Begin at the line below that contains "the stage light." and write out every line from there to the end of the entries, exactly.
───── Data under study
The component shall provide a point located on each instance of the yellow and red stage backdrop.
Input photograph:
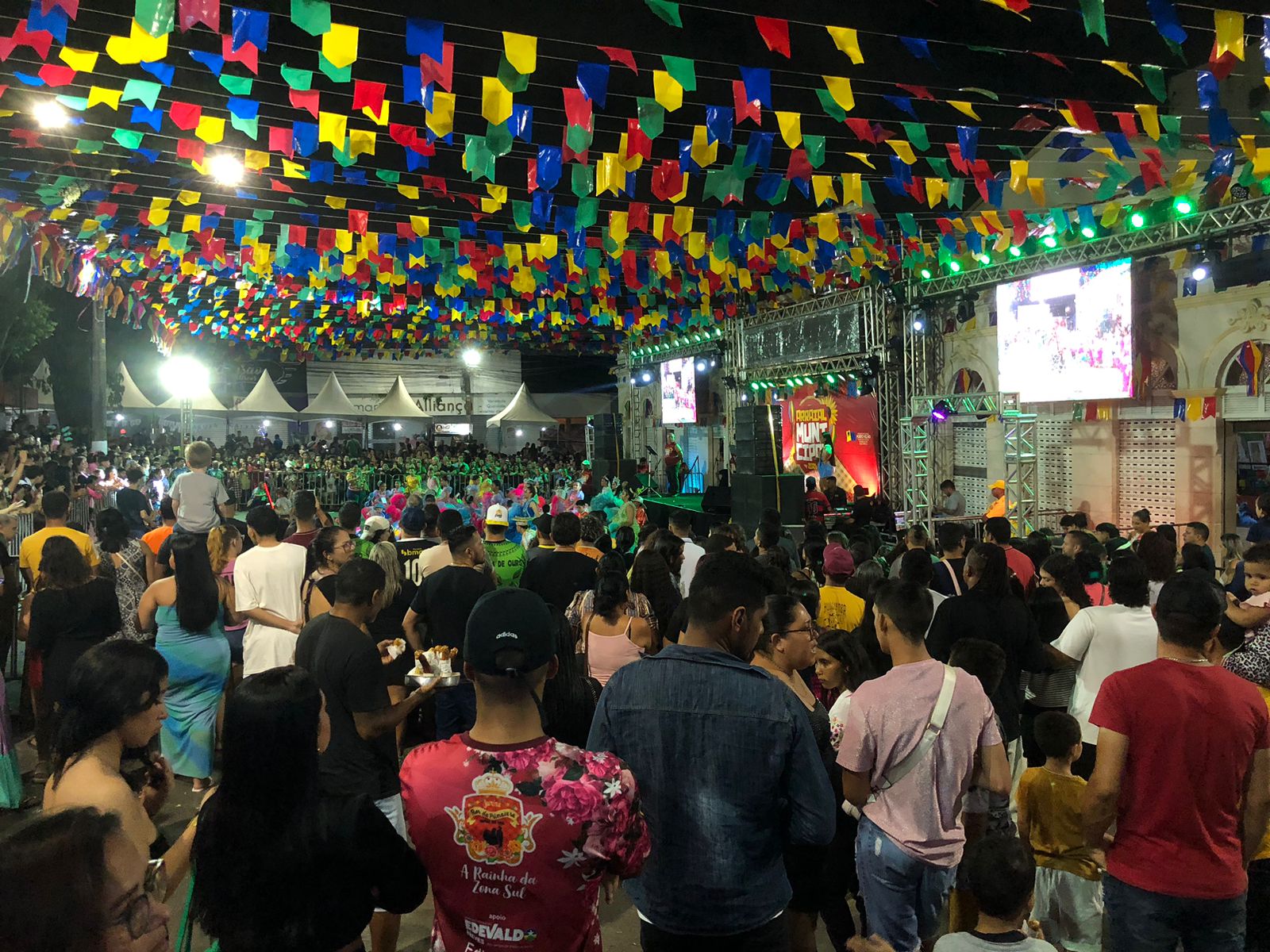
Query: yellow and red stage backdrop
(846, 424)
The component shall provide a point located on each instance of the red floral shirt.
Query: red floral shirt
(518, 839)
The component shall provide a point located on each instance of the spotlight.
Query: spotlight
(50, 114)
(226, 169)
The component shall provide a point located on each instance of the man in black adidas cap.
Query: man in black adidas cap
(505, 795)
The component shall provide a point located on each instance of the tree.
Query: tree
(25, 321)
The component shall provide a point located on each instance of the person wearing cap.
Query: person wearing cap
(999, 501)
(840, 608)
(729, 771)
(361, 758)
(507, 558)
(518, 831)
(438, 616)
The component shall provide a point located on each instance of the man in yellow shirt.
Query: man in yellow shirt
(838, 607)
(55, 507)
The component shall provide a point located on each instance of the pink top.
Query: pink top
(607, 653)
(888, 715)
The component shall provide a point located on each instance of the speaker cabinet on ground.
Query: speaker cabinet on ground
(755, 438)
(752, 494)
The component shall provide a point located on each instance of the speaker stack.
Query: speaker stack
(755, 486)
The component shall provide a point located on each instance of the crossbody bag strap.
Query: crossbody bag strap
(927, 743)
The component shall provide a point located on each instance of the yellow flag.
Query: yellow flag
(791, 129)
(963, 107)
(823, 190)
(1230, 32)
(340, 44)
(495, 102)
(903, 149)
(79, 60)
(522, 51)
(332, 127)
(845, 38)
(1123, 69)
(1149, 120)
(704, 152)
(840, 89)
(667, 90)
(441, 120)
(111, 97)
(210, 130)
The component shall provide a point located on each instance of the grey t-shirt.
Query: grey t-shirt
(1010, 942)
(197, 497)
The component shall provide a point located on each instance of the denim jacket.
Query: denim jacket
(729, 776)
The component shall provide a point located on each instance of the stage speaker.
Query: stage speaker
(717, 501)
(751, 494)
(752, 440)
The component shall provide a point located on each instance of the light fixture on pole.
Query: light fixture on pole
(184, 378)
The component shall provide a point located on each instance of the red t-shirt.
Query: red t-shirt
(1022, 566)
(518, 839)
(1191, 733)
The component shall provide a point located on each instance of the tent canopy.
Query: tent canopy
(521, 410)
(398, 405)
(133, 397)
(266, 400)
(332, 401)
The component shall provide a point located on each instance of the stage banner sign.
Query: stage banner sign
(832, 431)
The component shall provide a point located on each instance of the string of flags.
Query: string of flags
(573, 247)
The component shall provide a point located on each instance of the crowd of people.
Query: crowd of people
(1054, 742)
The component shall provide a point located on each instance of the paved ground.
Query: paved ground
(620, 922)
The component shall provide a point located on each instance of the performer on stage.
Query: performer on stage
(673, 460)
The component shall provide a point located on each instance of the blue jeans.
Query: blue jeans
(905, 896)
(1153, 922)
(456, 710)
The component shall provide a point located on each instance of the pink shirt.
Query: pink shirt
(922, 812)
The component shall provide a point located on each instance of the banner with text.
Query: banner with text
(835, 429)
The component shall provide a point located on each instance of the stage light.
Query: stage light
(225, 168)
(183, 378)
(50, 114)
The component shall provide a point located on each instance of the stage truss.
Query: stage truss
(926, 459)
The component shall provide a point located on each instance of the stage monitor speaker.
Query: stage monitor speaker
(752, 494)
(753, 440)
──────────
> _Solution to this exercise_
The component shall provide a point located on each instance of the stage light.
Query: stage light
(225, 168)
(183, 378)
(50, 114)
The component shall provide a point located on each instance of the stage truss.
Query: stage truss
(926, 459)
The component shall provide a point located on each instance of the stage monitor speaker.
Query: stage monitor speaker
(752, 494)
(753, 440)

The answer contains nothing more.